**問題 1**
県の病院の赤字についての本文にある「運転資金に当たる内部留保資金は想定より1年早い25年度末にも枯渇する見込みだという。」を英語に訳してください。
**問題 2**
県の病院の赤字についての本文を、最後の文のあとから書き延ばしてください。

**本文**
++++++++++
住み慣れた地域で暮らし続けるには、医療の拠点が欠かせない。危機感を持って、持続させる方策を探りたい。

 県病院局は2024年度の病院事業会計が過去最大の46億円の赤字になったと発表した。運転資金に当たる内部留保資金は想定より1年早い25年度末にも枯渇する見込みだという。

 給与費が増加し、患者数の伸びが想定通りにならなかったことが主な要因である。県病院局の金井健一局長は「赤字額、内部留保資金のいずれも極めて深刻な状況」と強調した。

 内部留保資金が枯渇した場合、病室のエアコン使用制限や、職員の時間外勤務手当の支払い停止が行われる可能性があるという。

 患者に負担がかかるほか、人材確保でも悪影響が懸念される。早急な改革が求められよう。

 県病院局は、大規模病院については機能を強化し、病床の効率的な稼働や診療報酬の加算を目指す。そのほかの病院では、入院患者数の減少に合わせて病棟廃止も含めた病床規模の適正化に取り組むとしている。

 経営改革の一環として、十日町市の松代病院は26年4月、39床の入院ベッドをなくし、無床診療所に転換する。

 花角英世知事は記者会見で「医療を取り巻く環境が変化していることや病院の状況を説明し、住民に理解していただけるよう努める」と述べた。
++++++++++
**提示項目**
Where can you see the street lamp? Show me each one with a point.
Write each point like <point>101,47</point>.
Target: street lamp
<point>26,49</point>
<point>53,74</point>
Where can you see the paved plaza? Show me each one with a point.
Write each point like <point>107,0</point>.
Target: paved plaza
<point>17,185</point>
++++++++++
**解答欄 1**
The internal reserve funds, which serve as operating capital, are expected to run out as early as the end of fiscal 2025, one year earlier than projected.

**解答欄 2**
 松代病院は中山間地の豪雪地帯にある。看病する家族は、より遠くの病院へ通わなければならない。冬場の交通手段などについて、住民から不安の声が上がっていることは見過ごせない。

 病院の経営改善と、住民が安心して生活できる環境を両立させるために知恵を絞ってもらいたい。

 今後は松代病院と同じく小規模の柿崎病院(上越市)、妙高病院(妙高市)、津川病院(阿賀町)が改革の焦点となる。

 県は25年度中にも縮小も含めて機能や規模を見直す方針だ。住民に丁寧に説明し、理解を得るよう求めたい。

 県内各地で病院を運営するJA県厚生連は、県や病院が立地する市から財政支援を受け、経営再建に取り組んでいる。

 県立病院は県厚生連とともに、七つの医療圏ごとに、病院の役割と機能を分担し、効率的な運営に努めなければならない。

 本県はそもそも県土が広い上に、人口減少に伴って患者が減っている。県立病院の採算性が低い背景には構造的な問題がある。

 石破茂首相の掲げる地方創生を進めるには、地域に必要なサービスを、持続可能な形で提供し続けられる体制が欠かせない。

 政府には地方の直面する医療問題について、支援策を打ち出してもらいたい。